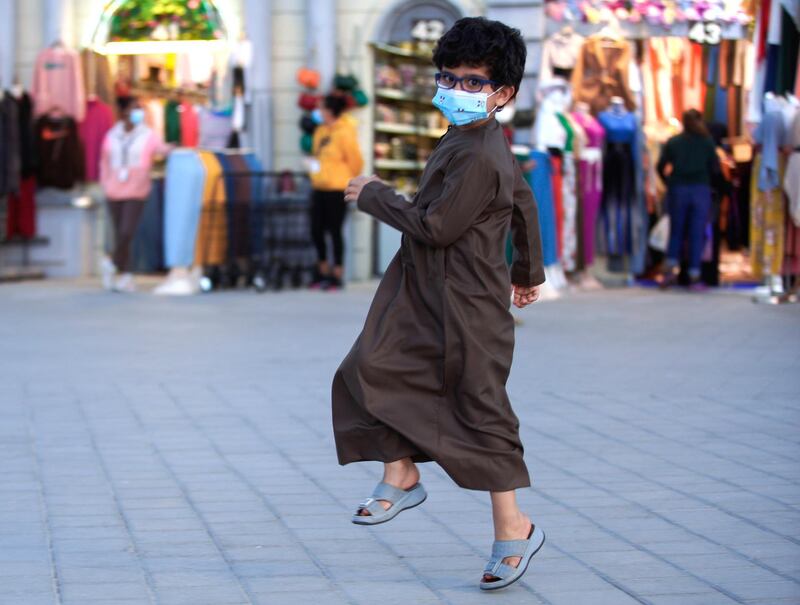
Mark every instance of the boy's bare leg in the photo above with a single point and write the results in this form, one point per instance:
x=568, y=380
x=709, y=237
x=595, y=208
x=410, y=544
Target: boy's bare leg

__Work instructions__. Reproduce every line of the records above word for word, omitting the pictures.

__Result of this exercise__.
Mark every instance of the boy's bare leg in the photo above with a single point and write the results in this form, one point per instance:
x=568, y=380
x=709, y=237
x=595, y=208
x=410, y=544
Target: boy's bare leg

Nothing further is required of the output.